The line containing "For every instance of the eyelash, locate" marks the start, and the last line of the records below marks the end. Print that run exactly and nothing else.

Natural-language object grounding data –

—————

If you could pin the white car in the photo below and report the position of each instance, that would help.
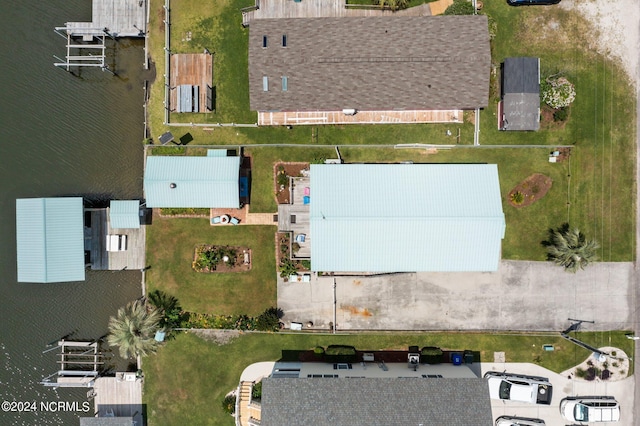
(520, 388)
(518, 421)
(590, 409)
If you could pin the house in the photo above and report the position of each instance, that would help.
(50, 240)
(405, 217)
(192, 182)
(366, 394)
(520, 105)
(345, 67)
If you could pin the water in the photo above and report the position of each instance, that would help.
(60, 135)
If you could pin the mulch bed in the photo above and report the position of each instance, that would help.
(225, 267)
(533, 188)
(291, 170)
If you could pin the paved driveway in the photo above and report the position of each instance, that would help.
(520, 296)
(562, 387)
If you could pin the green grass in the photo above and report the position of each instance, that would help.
(170, 250)
(188, 378)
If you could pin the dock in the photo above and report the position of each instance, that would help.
(133, 255)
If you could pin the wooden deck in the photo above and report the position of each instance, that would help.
(361, 117)
(191, 68)
(301, 213)
(320, 9)
(119, 396)
(122, 18)
(95, 241)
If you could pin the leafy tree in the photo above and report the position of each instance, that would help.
(460, 7)
(568, 247)
(133, 330)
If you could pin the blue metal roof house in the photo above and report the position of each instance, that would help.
(50, 239)
(197, 182)
(405, 217)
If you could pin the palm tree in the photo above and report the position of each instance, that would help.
(568, 247)
(133, 330)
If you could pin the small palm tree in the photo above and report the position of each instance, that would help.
(568, 247)
(133, 330)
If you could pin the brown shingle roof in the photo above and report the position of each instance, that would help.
(370, 63)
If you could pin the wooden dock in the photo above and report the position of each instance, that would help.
(119, 396)
(194, 69)
(361, 117)
(266, 9)
(95, 242)
(121, 18)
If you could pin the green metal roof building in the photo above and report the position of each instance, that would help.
(50, 239)
(198, 182)
(405, 217)
(124, 214)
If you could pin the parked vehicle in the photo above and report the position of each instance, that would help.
(590, 409)
(517, 387)
(532, 2)
(518, 421)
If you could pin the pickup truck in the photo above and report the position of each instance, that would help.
(519, 388)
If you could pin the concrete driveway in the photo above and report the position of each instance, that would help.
(621, 390)
(520, 296)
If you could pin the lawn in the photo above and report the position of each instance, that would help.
(188, 378)
(170, 251)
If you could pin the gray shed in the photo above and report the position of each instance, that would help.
(520, 94)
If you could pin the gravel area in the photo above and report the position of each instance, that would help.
(617, 23)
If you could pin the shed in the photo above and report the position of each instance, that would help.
(50, 239)
(124, 214)
(520, 94)
(192, 182)
(405, 217)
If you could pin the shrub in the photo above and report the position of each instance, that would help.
(558, 93)
(229, 404)
(460, 7)
(517, 198)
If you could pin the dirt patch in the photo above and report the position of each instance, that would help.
(219, 337)
(221, 259)
(530, 190)
(281, 174)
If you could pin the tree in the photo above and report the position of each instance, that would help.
(133, 330)
(568, 247)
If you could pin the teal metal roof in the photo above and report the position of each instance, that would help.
(192, 182)
(50, 239)
(405, 217)
(124, 214)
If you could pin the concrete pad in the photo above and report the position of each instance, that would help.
(525, 296)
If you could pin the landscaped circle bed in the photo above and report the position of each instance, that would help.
(530, 190)
(210, 258)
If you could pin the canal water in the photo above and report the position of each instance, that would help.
(60, 135)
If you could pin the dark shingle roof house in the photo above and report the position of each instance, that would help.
(520, 94)
(369, 64)
(375, 401)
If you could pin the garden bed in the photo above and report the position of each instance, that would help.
(530, 190)
(211, 259)
(281, 173)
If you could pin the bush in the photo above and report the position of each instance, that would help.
(460, 7)
(558, 93)
(561, 115)
(229, 404)
(517, 198)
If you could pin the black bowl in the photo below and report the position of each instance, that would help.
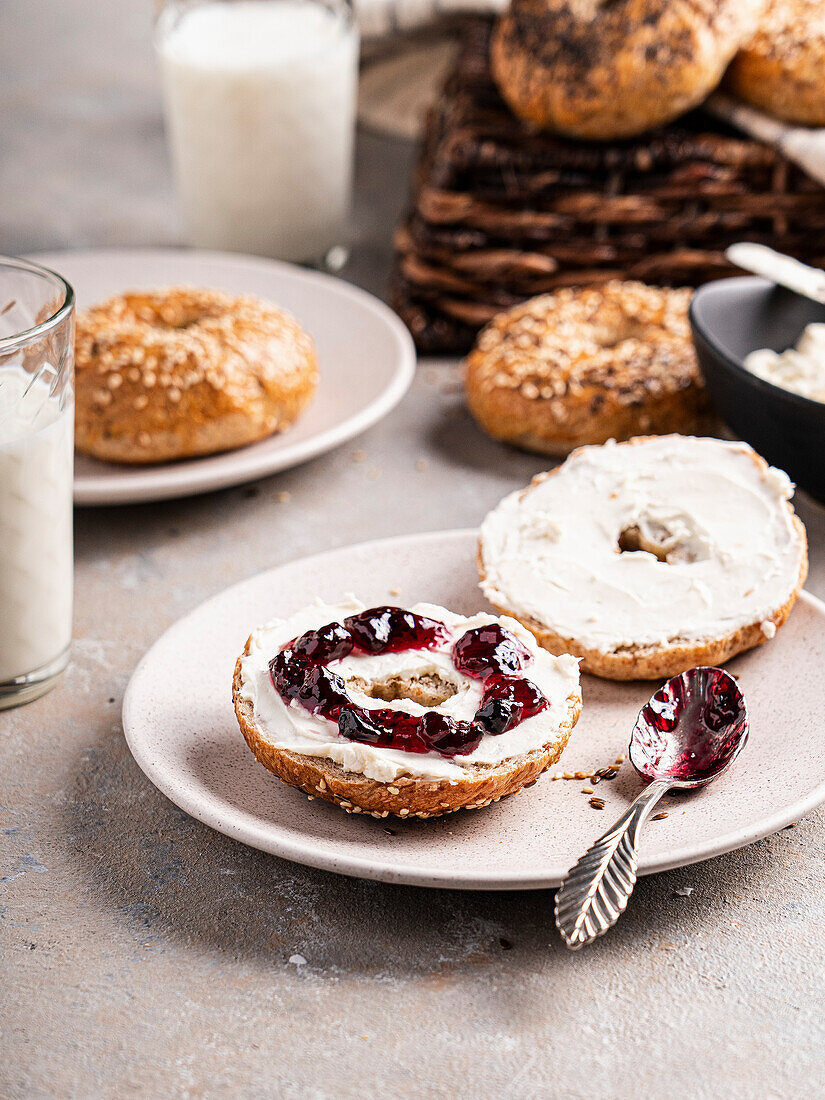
(733, 317)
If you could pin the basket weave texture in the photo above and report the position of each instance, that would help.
(502, 212)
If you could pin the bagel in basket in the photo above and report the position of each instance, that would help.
(605, 69)
(781, 68)
(411, 712)
(649, 557)
(175, 373)
(586, 365)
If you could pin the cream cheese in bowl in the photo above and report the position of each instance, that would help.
(800, 369)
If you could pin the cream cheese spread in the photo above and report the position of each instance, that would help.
(801, 369)
(290, 726)
(712, 545)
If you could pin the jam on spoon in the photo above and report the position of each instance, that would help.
(684, 737)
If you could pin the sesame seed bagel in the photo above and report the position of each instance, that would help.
(648, 558)
(781, 68)
(585, 365)
(180, 372)
(308, 750)
(604, 69)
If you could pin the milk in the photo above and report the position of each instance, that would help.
(36, 438)
(260, 100)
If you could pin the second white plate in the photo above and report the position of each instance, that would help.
(182, 729)
(366, 360)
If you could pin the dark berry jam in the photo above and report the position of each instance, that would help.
(490, 650)
(331, 642)
(396, 729)
(692, 726)
(393, 629)
(315, 686)
(491, 653)
(506, 702)
(389, 729)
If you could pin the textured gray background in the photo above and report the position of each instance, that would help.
(143, 954)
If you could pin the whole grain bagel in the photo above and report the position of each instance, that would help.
(781, 68)
(604, 69)
(650, 557)
(362, 777)
(175, 373)
(586, 365)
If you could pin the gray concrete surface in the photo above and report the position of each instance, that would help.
(144, 955)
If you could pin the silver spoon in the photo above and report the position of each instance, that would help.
(686, 735)
(783, 271)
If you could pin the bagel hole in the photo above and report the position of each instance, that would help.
(631, 541)
(662, 543)
(428, 690)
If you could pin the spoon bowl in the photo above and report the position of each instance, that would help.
(686, 734)
(691, 729)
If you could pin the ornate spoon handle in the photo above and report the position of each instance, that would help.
(596, 890)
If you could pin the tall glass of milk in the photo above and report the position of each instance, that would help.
(36, 452)
(260, 99)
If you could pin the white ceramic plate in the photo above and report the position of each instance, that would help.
(180, 727)
(366, 360)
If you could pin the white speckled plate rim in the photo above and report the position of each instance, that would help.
(224, 817)
(118, 270)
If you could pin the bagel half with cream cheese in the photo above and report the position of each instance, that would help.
(650, 557)
(307, 750)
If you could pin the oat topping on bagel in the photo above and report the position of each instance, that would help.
(179, 372)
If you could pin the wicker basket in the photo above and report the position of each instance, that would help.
(502, 212)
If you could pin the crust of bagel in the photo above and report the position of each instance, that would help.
(151, 391)
(651, 662)
(781, 69)
(603, 75)
(530, 424)
(631, 398)
(407, 795)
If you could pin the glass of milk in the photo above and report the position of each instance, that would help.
(260, 100)
(36, 453)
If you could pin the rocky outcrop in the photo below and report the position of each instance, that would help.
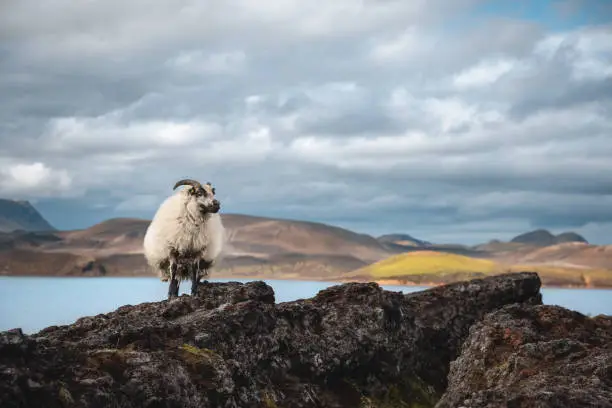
(351, 345)
(526, 356)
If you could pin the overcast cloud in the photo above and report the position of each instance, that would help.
(451, 120)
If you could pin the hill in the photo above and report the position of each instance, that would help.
(258, 246)
(427, 267)
(21, 215)
(403, 240)
(568, 265)
(543, 237)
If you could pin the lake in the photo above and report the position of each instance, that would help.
(34, 303)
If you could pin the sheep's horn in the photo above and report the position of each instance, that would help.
(187, 182)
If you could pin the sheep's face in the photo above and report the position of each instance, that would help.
(202, 199)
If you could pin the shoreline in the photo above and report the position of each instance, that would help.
(381, 282)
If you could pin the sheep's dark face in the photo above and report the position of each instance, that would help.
(204, 197)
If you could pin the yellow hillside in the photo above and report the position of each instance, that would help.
(425, 267)
(428, 263)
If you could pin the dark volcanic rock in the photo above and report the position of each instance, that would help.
(534, 356)
(351, 345)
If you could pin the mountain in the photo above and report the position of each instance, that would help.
(402, 239)
(256, 246)
(20, 215)
(542, 237)
(271, 248)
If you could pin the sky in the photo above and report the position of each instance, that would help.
(452, 120)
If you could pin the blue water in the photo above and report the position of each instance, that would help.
(34, 303)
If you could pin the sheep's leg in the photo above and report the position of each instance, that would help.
(194, 278)
(205, 266)
(173, 288)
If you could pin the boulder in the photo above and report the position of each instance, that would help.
(525, 356)
(352, 345)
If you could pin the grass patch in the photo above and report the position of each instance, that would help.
(429, 263)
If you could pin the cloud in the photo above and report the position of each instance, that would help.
(36, 178)
(448, 120)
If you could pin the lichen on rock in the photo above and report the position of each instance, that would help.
(232, 346)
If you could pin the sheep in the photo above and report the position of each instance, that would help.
(186, 235)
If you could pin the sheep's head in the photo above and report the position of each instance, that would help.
(202, 197)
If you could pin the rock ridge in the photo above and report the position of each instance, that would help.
(351, 345)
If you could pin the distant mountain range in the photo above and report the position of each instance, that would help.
(270, 248)
(20, 215)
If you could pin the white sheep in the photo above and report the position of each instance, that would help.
(186, 235)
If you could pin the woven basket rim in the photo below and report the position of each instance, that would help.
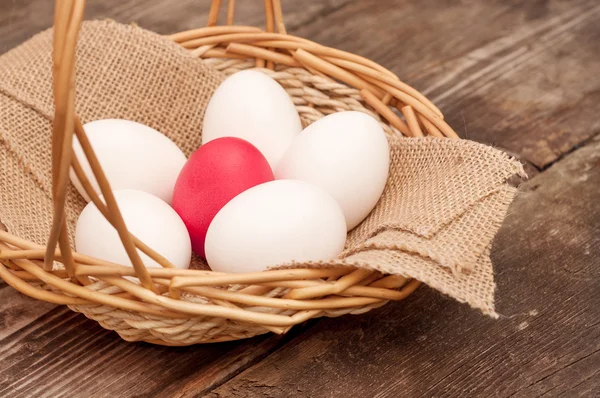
(310, 292)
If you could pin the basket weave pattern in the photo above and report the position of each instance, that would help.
(182, 307)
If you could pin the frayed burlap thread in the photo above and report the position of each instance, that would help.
(444, 201)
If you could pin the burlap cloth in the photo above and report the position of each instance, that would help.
(443, 204)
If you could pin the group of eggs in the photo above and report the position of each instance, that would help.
(259, 191)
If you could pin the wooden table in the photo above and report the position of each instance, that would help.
(520, 75)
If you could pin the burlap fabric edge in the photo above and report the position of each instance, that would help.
(438, 193)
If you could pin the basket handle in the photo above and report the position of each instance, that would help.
(68, 17)
(273, 14)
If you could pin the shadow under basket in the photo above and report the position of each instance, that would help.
(182, 307)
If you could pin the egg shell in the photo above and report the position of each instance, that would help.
(275, 223)
(347, 155)
(147, 217)
(252, 106)
(215, 174)
(132, 156)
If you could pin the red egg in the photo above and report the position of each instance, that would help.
(217, 172)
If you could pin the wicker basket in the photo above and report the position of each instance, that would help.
(183, 307)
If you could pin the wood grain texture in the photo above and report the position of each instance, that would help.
(546, 342)
(50, 351)
(518, 75)
(63, 354)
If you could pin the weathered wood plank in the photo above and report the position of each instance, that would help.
(50, 351)
(519, 75)
(63, 354)
(17, 310)
(547, 341)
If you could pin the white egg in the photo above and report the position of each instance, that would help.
(147, 217)
(275, 223)
(252, 106)
(133, 156)
(347, 155)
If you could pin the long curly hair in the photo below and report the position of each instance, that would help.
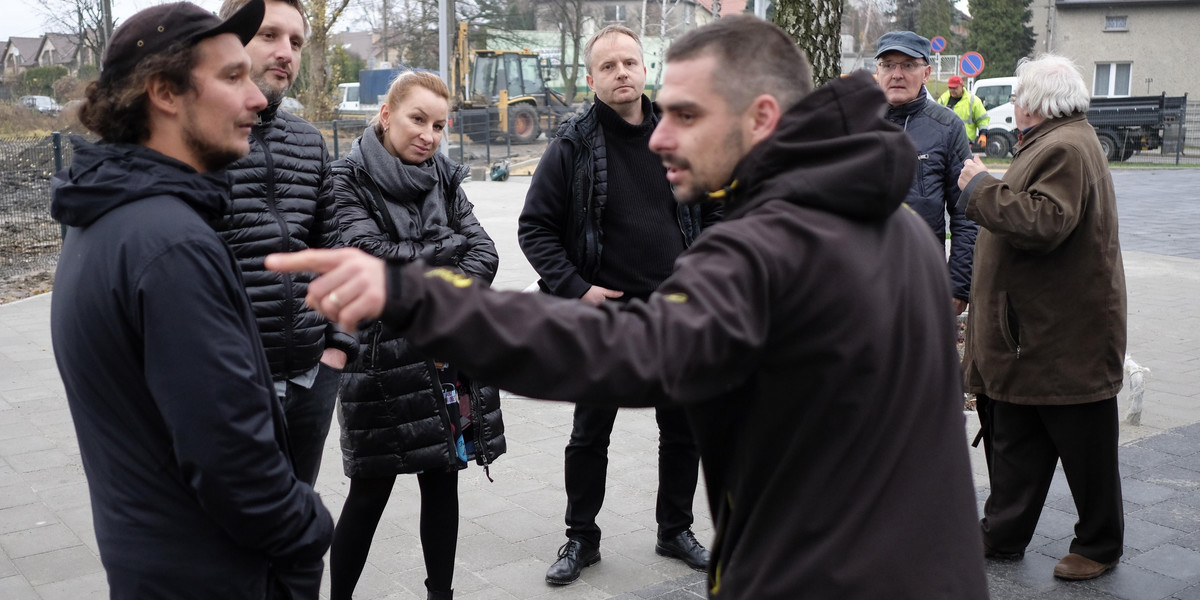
(118, 109)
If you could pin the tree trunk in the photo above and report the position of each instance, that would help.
(816, 28)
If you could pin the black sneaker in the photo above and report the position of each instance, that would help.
(684, 547)
(573, 557)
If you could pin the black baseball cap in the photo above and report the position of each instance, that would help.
(904, 41)
(159, 28)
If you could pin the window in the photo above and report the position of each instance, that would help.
(1111, 79)
(1116, 23)
(993, 95)
(615, 13)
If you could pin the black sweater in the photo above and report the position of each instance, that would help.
(642, 237)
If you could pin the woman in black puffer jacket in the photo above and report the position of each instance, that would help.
(401, 411)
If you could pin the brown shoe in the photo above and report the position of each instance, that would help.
(1078, 568)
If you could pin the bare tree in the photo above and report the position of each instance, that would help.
(90, 22)
(318, 96)
(816, 28)
(571, 17)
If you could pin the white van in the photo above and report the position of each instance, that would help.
(1002, 129)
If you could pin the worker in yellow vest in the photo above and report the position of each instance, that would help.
(967, 106)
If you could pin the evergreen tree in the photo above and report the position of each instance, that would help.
(1001, 33)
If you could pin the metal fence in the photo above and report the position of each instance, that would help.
(30, 238)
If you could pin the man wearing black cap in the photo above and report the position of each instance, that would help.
(180, 435)
(903, 69)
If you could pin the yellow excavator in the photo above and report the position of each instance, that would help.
(503, 94)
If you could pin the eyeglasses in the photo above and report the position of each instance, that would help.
(907, 66)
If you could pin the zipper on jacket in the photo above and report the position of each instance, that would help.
(1011, 325)
(288, 288)
(477, 414)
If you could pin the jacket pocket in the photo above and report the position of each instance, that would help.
(1009, 325)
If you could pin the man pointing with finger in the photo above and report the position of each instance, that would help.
(828, 418)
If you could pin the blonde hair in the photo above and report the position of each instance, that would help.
(607, 31)
(403, 85)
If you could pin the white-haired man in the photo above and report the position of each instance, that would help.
(1047, 334)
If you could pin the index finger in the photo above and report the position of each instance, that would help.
(319, 261)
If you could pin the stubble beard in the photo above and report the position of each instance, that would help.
(211, 155)
(274, 95)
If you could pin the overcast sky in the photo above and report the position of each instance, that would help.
(22, 18)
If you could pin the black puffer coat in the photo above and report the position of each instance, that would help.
(393, 413)
(282, 203)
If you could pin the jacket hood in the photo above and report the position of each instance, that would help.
(832, 151)
(103, 177)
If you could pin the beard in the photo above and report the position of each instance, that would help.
(210, 154)
(274, 95)
(732, 145)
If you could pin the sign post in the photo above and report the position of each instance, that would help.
(937, 45)
(971, 64)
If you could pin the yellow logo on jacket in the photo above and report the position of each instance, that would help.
(449, 276)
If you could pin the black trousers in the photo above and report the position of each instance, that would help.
(360, 516)
(1027, 442)
(587, 465)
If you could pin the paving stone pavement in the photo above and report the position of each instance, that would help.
(511, 528)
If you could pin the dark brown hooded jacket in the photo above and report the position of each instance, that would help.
(811, 340)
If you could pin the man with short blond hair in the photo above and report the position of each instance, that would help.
(282, 202)
(599, 225)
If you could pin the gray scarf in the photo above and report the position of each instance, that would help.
(414, 195)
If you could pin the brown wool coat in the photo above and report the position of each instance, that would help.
(1048, 303)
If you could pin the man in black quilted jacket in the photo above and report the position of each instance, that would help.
(281, 203)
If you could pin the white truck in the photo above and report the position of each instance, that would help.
(1123, 125)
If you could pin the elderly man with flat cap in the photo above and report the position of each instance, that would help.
(901, 66)
(181, 435)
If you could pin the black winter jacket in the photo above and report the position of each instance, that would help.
(282, 203)
(180, 431)
(942, 148)
(561, 228)
(809, 337)
(393, 412)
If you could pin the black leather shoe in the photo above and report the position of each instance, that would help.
(684, 547)
(573, 557)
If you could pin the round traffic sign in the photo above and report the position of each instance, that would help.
(971, 64)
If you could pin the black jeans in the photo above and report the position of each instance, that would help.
(309, 413)
(1027, 443)
(587, 465)
(360, 516)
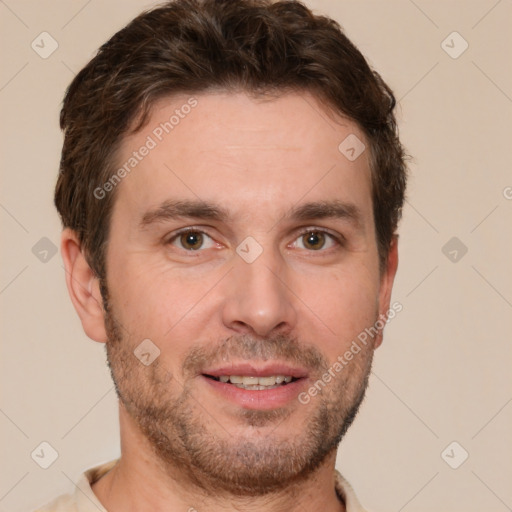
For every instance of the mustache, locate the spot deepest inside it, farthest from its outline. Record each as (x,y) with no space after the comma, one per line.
(286,349)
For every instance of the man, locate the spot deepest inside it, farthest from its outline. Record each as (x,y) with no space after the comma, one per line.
(230,187)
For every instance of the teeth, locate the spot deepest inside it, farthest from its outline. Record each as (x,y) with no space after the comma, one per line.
(255,382)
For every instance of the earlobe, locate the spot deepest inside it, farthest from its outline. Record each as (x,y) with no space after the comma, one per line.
(386,287)
(83,287)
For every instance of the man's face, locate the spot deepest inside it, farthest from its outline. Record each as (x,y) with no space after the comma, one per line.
(242,245)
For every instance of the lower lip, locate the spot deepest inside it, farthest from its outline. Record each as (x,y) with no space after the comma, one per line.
(264,399)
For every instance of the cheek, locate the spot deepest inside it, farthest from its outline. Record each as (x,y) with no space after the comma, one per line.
(158,302)
(340,304)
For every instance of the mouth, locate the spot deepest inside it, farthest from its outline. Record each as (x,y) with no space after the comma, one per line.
(254,383)
(260,386)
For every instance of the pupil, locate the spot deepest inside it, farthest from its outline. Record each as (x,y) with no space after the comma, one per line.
(192,240)
(314,240)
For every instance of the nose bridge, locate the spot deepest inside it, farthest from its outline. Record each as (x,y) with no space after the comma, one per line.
(259,300)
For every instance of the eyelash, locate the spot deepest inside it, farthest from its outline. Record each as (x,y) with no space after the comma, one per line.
(337,238)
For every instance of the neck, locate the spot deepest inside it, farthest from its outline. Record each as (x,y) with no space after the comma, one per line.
(139,482)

—————

RESULT OF THIS TASK –
For every instance of the eyelash, locate the spot deepest inside it, farthest from its outline. Record each as (x,y) with no space after the comma, one per line.
(337,238)
For every instance of the neck, locate the spot deepest inside it, farthest from its outline. Record each as (x,y) with no space after the comma, one per line.
(139,482)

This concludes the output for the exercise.